→ Provided entries
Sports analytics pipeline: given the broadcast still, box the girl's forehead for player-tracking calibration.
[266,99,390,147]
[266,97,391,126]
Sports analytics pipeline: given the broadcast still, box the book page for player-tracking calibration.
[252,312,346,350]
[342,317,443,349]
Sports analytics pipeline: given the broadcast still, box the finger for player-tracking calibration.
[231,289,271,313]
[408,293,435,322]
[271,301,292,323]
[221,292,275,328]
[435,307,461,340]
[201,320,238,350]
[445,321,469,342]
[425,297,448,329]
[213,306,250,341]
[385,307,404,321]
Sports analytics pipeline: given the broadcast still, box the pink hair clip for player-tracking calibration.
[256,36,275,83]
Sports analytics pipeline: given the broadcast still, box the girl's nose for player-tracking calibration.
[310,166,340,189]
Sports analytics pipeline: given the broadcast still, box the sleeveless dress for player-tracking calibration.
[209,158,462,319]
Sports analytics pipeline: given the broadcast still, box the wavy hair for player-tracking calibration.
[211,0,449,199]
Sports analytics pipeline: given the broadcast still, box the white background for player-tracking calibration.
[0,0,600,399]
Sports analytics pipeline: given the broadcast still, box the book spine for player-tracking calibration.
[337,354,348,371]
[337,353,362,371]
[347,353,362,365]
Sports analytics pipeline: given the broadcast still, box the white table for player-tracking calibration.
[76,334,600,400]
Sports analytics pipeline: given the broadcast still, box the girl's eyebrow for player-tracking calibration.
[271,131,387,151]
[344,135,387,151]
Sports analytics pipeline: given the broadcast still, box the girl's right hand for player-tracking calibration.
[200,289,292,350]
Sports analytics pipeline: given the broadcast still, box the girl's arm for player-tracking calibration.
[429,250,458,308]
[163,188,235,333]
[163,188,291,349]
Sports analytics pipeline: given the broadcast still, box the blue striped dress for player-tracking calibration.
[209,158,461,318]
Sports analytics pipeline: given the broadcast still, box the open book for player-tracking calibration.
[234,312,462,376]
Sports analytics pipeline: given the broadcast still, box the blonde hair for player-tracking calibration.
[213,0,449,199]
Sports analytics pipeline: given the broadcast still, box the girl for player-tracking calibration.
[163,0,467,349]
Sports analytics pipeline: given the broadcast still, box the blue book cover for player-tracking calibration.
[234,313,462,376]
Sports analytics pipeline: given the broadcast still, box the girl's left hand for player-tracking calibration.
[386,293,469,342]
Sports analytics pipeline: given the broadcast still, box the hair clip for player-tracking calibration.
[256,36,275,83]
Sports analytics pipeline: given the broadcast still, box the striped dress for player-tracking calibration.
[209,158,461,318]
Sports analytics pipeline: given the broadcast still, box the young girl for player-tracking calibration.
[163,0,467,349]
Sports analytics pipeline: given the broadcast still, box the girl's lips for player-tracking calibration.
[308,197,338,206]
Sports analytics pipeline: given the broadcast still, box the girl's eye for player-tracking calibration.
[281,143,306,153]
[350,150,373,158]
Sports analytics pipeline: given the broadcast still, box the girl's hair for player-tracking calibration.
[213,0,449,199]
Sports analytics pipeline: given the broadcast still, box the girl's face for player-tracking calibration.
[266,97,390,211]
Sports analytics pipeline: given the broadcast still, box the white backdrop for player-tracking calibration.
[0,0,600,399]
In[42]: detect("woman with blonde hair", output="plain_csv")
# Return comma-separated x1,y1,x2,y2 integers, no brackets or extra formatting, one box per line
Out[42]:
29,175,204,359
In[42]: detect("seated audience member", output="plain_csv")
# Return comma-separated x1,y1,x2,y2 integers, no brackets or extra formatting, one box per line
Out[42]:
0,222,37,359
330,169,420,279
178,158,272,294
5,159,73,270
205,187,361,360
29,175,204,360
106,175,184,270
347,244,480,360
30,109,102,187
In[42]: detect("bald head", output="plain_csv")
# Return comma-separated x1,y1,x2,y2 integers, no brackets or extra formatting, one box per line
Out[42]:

→ Task instructions
Rewrite all of the entries above with "broadcast still" replaced by "video frame" throughout, leaving everything else unchanged.

→ Full answer
Sports analytics pipeline: given the video frame, box the girl's forehead for player-tracking calibration.
[266,99,390,147]
[266,97,391,126]
Sports analytics pipeline: given the video frame, box the book page for player-tracking calibration.
[252,312,346,350]
[342,317,443,349]
Sports analytics pipeline: given the video frame, box the finger for player-tracking calibration.
[231,289,271,313]
[408,293,435,322]
[271,301,292,323]
[221,292,275,328]
[435,307,461,340]
[201,320,238,350]
[445,321,469,342]
[425,297,448,329]
[213,306,250,341]
[385,307,404,321]
Sports analytics pipeline: given the video frame, box the pink hair clip for player-tracking calibration.
[256,36,275,83]
Sports analytics pipeline: given the video frame, box the girl's nose for player-tracking calibration.
[310,166,340,189]
Sports analytics pipeline: given the video frame, box the sleeveless dress for player-tracking calibration.
[209,158,462,319]
Sports analytics pipeline: given the video frame, box the wavy hair for player-tracking calibration.
[211,0,449,199]
Sports analytics pipeline: given the video frame, box the white background for player-tracking calibration.
[0,0,600,399]
Sports analytics pipeline: given the video frame, box the book spine for player-tracking calibration.
[337,354,348,371]
[337,353,362,371]
[347,353,362,365]
Sports analytics pipeline: given the video frame, box the white table for player-tracking calibration.
[76,334,600,400]
Sports analytics pipeline: given the video frame, box the girl's eyebrow for player-tracking calibration.
[271,131,387,151]
[344,135,387,151]
Sports analytics pipeline: given the video frame, box the girl's right hand for player-tracking calibration.
[200,289,292,350]
Sports analytics pipeline: given the video frame, box the girl's arm for player-tracking calibration.
[429,250,458,308]
[163,188,235,333]
[163,188,291,349]
Sports analytics pipeline: given the video frame, box the blue striped dress for player-tracking calibration.
[209,158,461,318]
Sports analytics pipeline: given the video frame, box the open book for player-tracking calibration.
[234,312,462,376]
Sports analytics pipeline: given the video frame, box the blonde hair for player-tracking calibration.
[213,0,449,199]
Sports analytics pipeline: given the video frame, box the girl for player-tracking calibration.
[163,0,467,349]
Sports analytics pipeline: given the video frame, box the blue book cover for player-tracking calibration.
[234,313,462,376]
Sports analytics pipeline: given the video frame, box the girl's left hand for player-tracking calibration.
[386,293,469,342]
Sports analytics pipeline: given the video frame, box the hair clip for player-tracking calibration.
[256,36,275,83]
Sports analytics pipeline: given the video frame, box the striped dress for player-tracking calibration.
[209,158,461,318]
Sports analytics pipeline: given the video frame, box the young girl for player-tracking calibration.
[163,0,467,349]
Sports analytics pipeline: given the video frame, box the girl's lips for player-tracking calibration.
[308,197,338,206]
Sports analytics pipeline: given the video frame, box the girl's eye for player-tracking calibration.
[281,143,306,153]
[350,150,373,158]
Sports analytics pipeline: given the video frame, box the girl's hair for player-tracking calibration.
[213,0,449,199]
Sports analytics pipeline: given the video frame, box the girl's face for player-tracking calibration.
[266,97,390,211]
Sports analytics pipeline: given the video frame, box the white backdrop for player-tracking calibration.
[0,0,600,399]
In[42]: detect("woman with blonde hair", output="plain_csv")
# Return comma-separated x1,y1,x2,y2 integers, no brackets or extra formatting, one box per line
Out[42]:
29,175,204,359
In[42]: detect("seated audience member", output="plain_csv")
# Return comma-separated x1,y1,x2,y2 integers, no brackets or extra formatting, one box per line
Out[42]:
0,222,37,359
330,169,420,279
178,158,272,294
5,159,73,270
205,187,361,360
29,175,204,360
106,175,184,270
347,244,480,360
30,109,102,187
In[42]: detect("bald head", output="plain_csv")
# Return comma-separated x1,y1,x2,y2 integers, no brackets or extra formatting, one box per line
Out[42]:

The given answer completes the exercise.